## Source passage:
________________________
Tuesday, April 15, 2008

Tuesday, April 8, 2008

THE EVOLUTION, HISTORY AND DEFINITION OF FINE ART

It is easy to talk about painting and sculpture, or architecture, music and other forms of art; but it is not so easy to discuss fully what constitute their natures and qualities. The question "What is Art?" has been widely discussed by artists, philosophers, and art critics; but many aspects of it have merely been explained away. It is also a question for which no cut-and-dry definition has yet been offered, nor would any if offered, be adequate. Through aesthetic experiences and constant application of thought to art, writers on art have been able to offer different aspects of the answers which may serve as an adequate definition of art.
LANGUAGE OF ART
But very often the language of art employed is misunderstood, or else, taken for granted. One of the reasons for that misconception of written documents memoirs on art being of course that the eloquence of a work of art is beyond verbal interpretation. The most effective language of a work of art is its quality, which speaks for itself. Some people can react to the effect of the quality of a work of art, others cannot; but this is a matter of sensitivity and education to an appreciation of the work of the human hand.
People with good taste are apt to wonder why it is that what they admire in works of art are not easy for others to grasp. A man of good taste may like certain qualities in a work of art for certain reasons, no matter whether those qualities recall to his memory what he had experienced in life or not. He likes those qualities simply because they appeal to him.
________________________
## Extracted information:
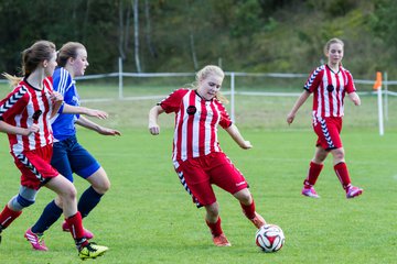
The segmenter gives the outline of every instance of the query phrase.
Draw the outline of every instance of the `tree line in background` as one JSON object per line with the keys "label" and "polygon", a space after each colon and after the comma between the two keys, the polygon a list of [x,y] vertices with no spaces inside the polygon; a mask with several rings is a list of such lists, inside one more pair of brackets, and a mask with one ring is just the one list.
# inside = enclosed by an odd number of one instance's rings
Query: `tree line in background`
{"label": "tree line in background", "polygon": [[249,73],[307,73],[334,36],[357,77],[397,74],[393,0],[2,0],[0,68],[18,74],[34,41],[88,50],[87,74],[194,72],[206,64]]}

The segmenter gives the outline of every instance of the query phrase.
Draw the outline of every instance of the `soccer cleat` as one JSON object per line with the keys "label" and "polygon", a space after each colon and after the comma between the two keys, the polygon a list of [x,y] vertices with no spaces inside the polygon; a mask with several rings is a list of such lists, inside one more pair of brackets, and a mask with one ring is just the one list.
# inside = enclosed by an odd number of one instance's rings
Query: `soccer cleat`
{"label": "soccer cleat", "polygon": [[313,187],[310,188],[303,187],[302,195],[311,198],[320,198],[320,196],[315,193],[315,189]]}
{"label": "soccer cleat", "polygon": [[226,235],[224,233],[213,237],[214,244],[216,246],[230,246],[230,242],[226,239]]}
{"label": "soccer cleat", "polygon": [[31,229],[28,229],[23,237],[25,237],[25,239],[31,243],[33,250],[37,250],[37,251],[49,250],[49,248],[46,248],[44,243],[44,234],[36,234],[33,233]]}
{"label": "soccer cleat", "polygon": [[356,196],[360,196],[361,194],[363,194],[363,189],[355,187],[355,186],[350,186],[346,190],[346,198],[351,199],[354,198]]}
{"label": "soccer cleat", "polygon": [[[63,230],[64,232],[71,232],[71,229],[69,229],[69,227],[68,227],[68,224],[67,224],[66,221],[64,221],[64,222],[62,223],[62,230]],[[90,240],[90,239],[94,238],[94,233],[93,233],[92,231],[89,231],[88,229],[84,229],[84,237],[85,237],[87,240]]]}
{"label": "soccer cleat", "polygon": [[83,246],[78,251],[79,258],[87,260],[87,258],[96,258],[97,256],[101,256],[105,254],[106,251],[109,249],[104,245],[97,245],[96,243],[88,243],[87,245]]}
{"label": "soccer cleat", "polygon": [[249,219],[254,226],[257,228],[257,229],[260,229],[262,226],[266,224],[266,221],[265,219],[257,212],[255,212],[255,218],[253,219]]}

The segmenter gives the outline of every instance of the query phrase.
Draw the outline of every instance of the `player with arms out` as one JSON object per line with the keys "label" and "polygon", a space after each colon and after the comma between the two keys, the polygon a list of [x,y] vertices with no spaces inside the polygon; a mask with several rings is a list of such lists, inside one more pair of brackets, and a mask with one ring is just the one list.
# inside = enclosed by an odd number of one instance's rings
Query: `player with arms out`
{"label": "player with arms out", "polygon": [[66,222],[72,227],[81,258],[95,258],[108,248],[90,243],[84,235],[82,216],[77,211],[76,189],[50,165],[53,134],[50,119],[62,109],[63,97],[53,91],[52,74],[56,67],[55,45],[49,41],[35,42],[22,53],[23,79],[6,74],[15,88],[0,101],[0,119],[21,129],[39,127],[36,133],[9,133],[11,154],[21,170],[19,194],[10,199],[0,213],[0,235],[22,210],[34,204],[42,186],[56,193],[63,200]]}
{"label": "player with arms out", "polygon": [[217,246],[229,246],[230,243],[221,227],[213,184],[240,202],[243,212],[256,228],[266,223],[255,210],[246,179],[222,152],[217,141],[219,124],[242,148],[253,147],[230,121],[222,103],[226,100],[219,94],[224,77],[219,67],[205,66],[196,74],[196,82],[191,89],[175,90],[149,111],[149,131],[153,135],[160,133],[159,114],[175,113],[173,165],[193,201],[198,208],[205,208],[205,222]]}
{"label": "player with arms out", "polygon": [[[54,90],[64,97],[64,106],[62,113],[56,114],[52,120],[55,141],[51,165],[72,183],[73,173],[76,173],[90,184],[81,196],[77,205],[82,218],[85,218],[110,188],[110,182],[100,164],[78,143],[76,123],[103,135],[120,135],[120,132],[104,128],[81,116],[83,113],[99,119],[108,117],[104,111],[79,106],[79,97],[74,78],[83,76],[88,66],[85,46],[78,42],[64,44],[57,53],[57,65],[58,67],[53,74]],[[34,226],[26,230],[25,238],[34,250],[49,250],[44,242],[44,231],[61,217],[63,210],[62,202],[62,197],[60,196],[52,200],[44,208],[43,213]],[[69,231],[66,221],[63,222],[62,229]],[[84,229],[84,234],[88,239],[94,237],[87,229]]]}
{"label": "player with arms out", "polygon": [[318,135],[318,141],[314,157],[310,162],[309,173],[303,182],[303,196],[319,198],[313,186],[329,153],[333,155],[334,170],[346,193],[346,198],[354,198],[363,193],[363,189],[351,184],[345,164],[345,152],[340,135],[345,94],[347,92],[348,98],[355,106],[361,105],[353,77],[342,66],[343,47],[344,43],[339,38],[332,38],[325,44],[324,54],[328,57],[328,63],[311,73],[303,87],[302,95],[298,98],[287,117],[287,122],[291,124],[299,108],[313,94],[312,124]]}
________________________
## Instructions to follow:
Return the full passage on the definition of fine art word for word, from start to finish.

## Completed exercise:
Tuesday, April 15, 2008

Tuesday, April 8, 2008

THE EVOLUTION, HISTORY AND DEFINITION OF FINE ART

It is easy to talk about painting and sculpture, or architecture, music and other forms of art; but it is not so easy to discuss fully what constitute their natures and qualities. The question "What is Art?" has been widely discussed by artists, philosophers, and art critics; but many aspects of it have merely been explained away. It is also a question for which no cut-and-dry definition has yet been offered, nor would any if offered, be adequate. Through aesthetic experiences and constant application of thought to art, writers on art have been able to offer different aspects of the answers which may serve as an adequate definition of art.
LANGUAGE OF ART
But very often the language of art employed is misunderstood, or else, taken for granted. One of the reasons for that misconception of written documents memoirs on art being of course that the eloquence of a work of art is beyond verbal interpretation. The most effective language of a work of art is its quality, which speaks for itself. Some people can react to the effect of the quality of a work of art, others cannot; but this is a matter of sensitivity and education to an appreciation of the work of the human hand.
People with good taste are apt to wonder why it is that what they admire in works of art are not easy for others to grasp. A man of good taste may like certain qualities in a work of art for certain reasons, no matter whether those qualities recall to his memory what he had experienced in life or not. He likes those qualities simply because they appeal to him.